_Exercise requirements_
Everything from the line containing "of the patterned" to the final line of the records below should be given again exactly, and nothing else.

_Provided records_
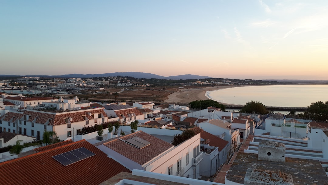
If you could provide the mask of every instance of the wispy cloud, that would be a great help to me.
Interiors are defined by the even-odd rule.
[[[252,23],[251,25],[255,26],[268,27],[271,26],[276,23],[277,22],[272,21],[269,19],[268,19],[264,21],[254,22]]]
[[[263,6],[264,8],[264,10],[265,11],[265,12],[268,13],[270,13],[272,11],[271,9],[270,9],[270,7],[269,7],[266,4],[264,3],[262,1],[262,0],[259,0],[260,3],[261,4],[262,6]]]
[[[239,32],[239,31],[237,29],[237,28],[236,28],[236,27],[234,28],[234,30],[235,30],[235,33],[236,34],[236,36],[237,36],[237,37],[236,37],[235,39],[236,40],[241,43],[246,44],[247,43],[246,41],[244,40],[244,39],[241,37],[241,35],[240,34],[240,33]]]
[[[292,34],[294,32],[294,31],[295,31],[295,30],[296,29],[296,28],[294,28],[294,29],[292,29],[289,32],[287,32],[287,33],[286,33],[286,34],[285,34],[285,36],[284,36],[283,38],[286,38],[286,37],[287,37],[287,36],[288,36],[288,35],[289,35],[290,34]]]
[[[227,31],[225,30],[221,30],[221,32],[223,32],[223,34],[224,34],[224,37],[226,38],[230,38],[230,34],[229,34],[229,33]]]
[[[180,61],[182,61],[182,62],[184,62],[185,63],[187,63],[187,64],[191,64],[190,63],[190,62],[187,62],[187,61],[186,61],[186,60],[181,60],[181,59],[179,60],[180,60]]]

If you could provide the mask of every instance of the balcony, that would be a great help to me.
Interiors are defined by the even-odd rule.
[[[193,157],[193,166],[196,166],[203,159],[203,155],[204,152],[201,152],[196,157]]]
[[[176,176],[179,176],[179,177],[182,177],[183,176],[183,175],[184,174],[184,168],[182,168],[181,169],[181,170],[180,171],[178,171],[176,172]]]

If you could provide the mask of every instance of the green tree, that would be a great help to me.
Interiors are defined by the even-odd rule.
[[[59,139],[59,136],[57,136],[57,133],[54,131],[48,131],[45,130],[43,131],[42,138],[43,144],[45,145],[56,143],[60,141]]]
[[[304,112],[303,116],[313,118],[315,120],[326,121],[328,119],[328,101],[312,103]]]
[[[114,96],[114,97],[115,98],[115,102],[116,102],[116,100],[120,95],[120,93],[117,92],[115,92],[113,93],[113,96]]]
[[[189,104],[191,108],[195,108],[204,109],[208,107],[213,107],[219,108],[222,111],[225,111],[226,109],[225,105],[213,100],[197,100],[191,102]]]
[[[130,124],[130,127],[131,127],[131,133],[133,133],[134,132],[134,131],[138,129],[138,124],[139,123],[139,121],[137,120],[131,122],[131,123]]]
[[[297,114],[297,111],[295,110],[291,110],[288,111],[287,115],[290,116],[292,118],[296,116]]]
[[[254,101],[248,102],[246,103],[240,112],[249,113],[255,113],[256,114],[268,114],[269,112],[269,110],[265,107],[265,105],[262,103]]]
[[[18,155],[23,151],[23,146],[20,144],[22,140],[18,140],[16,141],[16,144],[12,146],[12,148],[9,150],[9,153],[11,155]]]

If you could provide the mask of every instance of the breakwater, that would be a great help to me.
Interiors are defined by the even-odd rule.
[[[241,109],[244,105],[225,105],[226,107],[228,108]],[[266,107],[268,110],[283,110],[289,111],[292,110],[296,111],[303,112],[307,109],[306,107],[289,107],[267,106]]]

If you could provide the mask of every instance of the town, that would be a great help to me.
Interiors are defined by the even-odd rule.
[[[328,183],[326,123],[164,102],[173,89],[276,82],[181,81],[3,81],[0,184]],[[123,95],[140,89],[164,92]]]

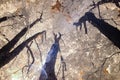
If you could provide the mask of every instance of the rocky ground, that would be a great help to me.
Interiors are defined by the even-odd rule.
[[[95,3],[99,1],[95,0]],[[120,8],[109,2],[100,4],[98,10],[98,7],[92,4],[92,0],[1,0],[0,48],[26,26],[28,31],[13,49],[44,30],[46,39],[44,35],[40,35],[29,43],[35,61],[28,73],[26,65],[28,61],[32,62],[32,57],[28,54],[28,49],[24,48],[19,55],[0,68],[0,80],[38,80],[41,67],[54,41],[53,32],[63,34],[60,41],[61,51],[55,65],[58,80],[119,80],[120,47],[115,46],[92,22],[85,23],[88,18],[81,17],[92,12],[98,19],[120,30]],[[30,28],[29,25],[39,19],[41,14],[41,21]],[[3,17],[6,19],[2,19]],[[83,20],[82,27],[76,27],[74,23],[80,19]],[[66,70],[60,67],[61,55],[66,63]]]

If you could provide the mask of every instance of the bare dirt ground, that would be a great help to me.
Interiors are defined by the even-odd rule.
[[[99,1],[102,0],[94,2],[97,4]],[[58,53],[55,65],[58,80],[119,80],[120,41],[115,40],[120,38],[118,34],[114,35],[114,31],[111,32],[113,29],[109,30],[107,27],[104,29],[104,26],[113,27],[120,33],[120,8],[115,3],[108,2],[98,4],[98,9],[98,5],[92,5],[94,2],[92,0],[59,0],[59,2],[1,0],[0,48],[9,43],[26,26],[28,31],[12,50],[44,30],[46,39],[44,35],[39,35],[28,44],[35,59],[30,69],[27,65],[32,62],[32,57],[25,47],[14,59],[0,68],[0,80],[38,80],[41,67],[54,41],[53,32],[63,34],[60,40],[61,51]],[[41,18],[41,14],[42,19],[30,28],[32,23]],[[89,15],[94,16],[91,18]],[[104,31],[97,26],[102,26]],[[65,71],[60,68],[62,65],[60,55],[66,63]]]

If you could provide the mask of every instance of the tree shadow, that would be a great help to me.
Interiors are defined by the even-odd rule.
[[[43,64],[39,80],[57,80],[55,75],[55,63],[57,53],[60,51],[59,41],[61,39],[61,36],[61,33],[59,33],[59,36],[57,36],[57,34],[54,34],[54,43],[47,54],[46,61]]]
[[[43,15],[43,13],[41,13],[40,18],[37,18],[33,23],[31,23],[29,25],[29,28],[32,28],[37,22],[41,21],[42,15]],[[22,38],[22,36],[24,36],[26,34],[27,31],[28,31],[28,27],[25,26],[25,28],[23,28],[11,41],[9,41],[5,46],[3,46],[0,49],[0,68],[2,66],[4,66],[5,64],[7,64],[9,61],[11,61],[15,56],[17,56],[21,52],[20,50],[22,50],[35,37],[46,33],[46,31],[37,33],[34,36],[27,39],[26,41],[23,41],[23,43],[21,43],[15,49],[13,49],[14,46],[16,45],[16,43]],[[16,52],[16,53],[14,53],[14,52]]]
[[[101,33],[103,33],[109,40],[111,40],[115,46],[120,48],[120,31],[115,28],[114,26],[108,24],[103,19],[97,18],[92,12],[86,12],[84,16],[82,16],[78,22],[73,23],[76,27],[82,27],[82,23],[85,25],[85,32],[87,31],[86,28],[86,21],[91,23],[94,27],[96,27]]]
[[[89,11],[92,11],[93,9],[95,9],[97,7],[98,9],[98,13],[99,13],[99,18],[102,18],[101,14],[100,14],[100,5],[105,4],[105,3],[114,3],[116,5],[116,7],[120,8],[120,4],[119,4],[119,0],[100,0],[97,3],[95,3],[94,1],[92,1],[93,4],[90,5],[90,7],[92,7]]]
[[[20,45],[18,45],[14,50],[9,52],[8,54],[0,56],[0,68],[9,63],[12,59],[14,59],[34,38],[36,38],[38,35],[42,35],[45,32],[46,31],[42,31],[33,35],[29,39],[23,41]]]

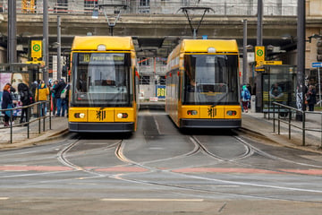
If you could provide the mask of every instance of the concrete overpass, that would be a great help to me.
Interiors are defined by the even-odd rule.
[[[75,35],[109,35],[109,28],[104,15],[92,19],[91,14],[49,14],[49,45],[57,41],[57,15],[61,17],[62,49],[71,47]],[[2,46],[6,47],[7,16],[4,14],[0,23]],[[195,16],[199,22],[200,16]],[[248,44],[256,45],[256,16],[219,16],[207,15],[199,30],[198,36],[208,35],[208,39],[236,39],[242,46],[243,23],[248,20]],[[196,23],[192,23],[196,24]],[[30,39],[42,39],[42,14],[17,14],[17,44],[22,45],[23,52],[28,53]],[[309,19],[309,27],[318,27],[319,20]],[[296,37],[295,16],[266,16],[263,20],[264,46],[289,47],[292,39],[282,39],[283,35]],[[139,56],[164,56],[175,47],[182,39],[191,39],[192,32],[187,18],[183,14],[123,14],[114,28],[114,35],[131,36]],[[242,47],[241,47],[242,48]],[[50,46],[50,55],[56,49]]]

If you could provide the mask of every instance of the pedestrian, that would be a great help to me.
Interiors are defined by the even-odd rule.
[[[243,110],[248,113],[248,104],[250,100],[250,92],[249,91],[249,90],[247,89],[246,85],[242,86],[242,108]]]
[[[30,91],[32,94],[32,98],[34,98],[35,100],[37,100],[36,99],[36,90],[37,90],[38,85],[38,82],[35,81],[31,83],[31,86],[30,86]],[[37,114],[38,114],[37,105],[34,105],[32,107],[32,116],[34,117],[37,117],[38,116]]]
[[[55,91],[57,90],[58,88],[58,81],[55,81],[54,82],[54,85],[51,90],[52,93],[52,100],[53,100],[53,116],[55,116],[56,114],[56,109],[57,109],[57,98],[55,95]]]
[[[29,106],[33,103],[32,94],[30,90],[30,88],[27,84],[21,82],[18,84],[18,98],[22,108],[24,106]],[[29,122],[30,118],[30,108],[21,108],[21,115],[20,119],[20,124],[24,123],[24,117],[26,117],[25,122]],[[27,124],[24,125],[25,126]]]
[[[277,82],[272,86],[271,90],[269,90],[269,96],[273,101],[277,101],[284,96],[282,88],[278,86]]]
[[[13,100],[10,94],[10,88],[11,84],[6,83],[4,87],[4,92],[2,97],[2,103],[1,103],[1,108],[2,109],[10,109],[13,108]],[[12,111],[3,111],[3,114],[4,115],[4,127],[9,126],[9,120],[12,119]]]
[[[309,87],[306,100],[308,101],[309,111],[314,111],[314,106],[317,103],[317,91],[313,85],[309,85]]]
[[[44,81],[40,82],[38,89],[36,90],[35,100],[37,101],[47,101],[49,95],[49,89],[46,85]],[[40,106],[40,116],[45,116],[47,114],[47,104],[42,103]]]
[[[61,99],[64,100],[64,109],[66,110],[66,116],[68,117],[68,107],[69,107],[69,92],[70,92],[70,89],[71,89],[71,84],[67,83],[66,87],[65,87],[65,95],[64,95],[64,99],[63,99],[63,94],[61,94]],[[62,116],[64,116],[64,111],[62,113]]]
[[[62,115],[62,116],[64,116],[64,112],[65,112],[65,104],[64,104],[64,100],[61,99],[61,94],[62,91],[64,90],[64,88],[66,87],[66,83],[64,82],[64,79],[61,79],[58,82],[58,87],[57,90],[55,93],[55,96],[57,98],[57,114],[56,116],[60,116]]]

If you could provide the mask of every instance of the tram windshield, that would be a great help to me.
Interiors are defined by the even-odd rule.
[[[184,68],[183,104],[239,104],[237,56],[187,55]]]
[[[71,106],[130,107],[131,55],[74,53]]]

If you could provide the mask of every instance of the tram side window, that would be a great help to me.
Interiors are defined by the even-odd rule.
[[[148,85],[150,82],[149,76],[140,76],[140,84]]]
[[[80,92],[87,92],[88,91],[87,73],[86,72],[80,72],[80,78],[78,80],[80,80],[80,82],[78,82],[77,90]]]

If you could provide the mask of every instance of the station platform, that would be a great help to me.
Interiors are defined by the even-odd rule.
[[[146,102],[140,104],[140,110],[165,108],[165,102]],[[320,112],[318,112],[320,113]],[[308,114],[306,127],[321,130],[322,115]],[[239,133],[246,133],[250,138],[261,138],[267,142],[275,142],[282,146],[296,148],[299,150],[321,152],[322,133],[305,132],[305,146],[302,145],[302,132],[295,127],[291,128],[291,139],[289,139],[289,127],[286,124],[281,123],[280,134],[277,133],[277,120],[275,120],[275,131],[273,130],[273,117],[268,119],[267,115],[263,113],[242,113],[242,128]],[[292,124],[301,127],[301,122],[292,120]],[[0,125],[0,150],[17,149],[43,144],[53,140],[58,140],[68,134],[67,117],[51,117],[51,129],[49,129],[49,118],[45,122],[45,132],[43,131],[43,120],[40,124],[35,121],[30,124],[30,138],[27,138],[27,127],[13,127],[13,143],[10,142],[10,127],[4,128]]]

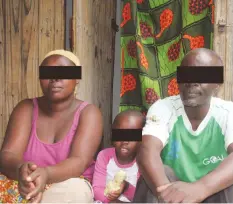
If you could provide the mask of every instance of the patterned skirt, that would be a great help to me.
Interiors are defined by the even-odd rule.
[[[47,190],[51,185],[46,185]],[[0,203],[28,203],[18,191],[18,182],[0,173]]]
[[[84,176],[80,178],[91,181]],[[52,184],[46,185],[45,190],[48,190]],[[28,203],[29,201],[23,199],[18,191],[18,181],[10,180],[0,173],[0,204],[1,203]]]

_Result of the task_
If you could provide the mask of every instance of the patterned skirt, that would be a great help to me.
Interiors are defined by the even-odd rule.
[[[47,190],[51,185],[46,185]],[[0,203],[28,203],[18,191],[18,182],[0,173]]]
[[[84,176],[80,178],[91,181]],[[52,184],[46,185],[45,190],[48,190]],[[28,203],[29,201],[23,199],[18,191],[18,181],[10,180],[0,173],[0,204],[1,203]]]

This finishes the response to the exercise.